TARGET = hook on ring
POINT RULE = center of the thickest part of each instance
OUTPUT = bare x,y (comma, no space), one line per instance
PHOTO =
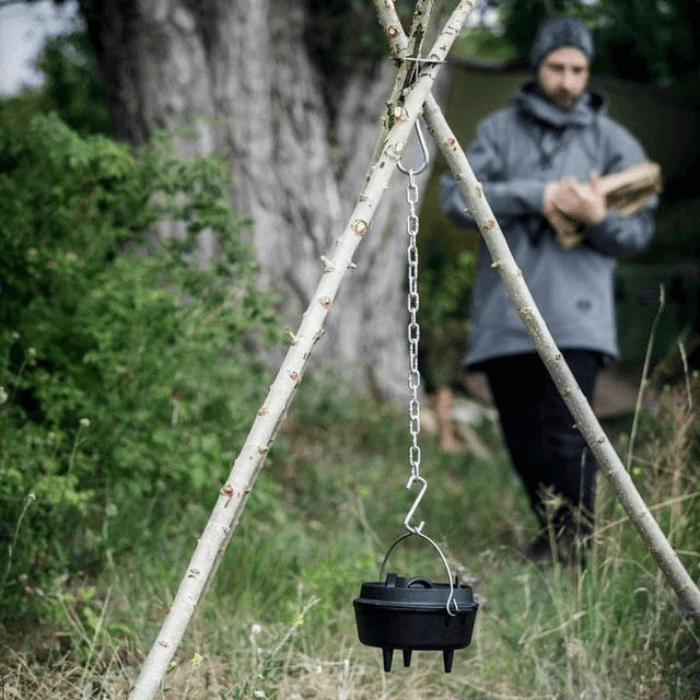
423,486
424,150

□ □ □ □ □

— WHAT YOU WILL DO —
Edit the items so that every "instance" reads "object" and nothing else changes. Leave the pictures out of your answer.

— FINAL RESULT —
TARGET = hook on ring
POINT RULE = center of the thickest part of each object
OUTPUT = bare x,y (comma, no space), one line per object
PHOTO =
423,486
424,150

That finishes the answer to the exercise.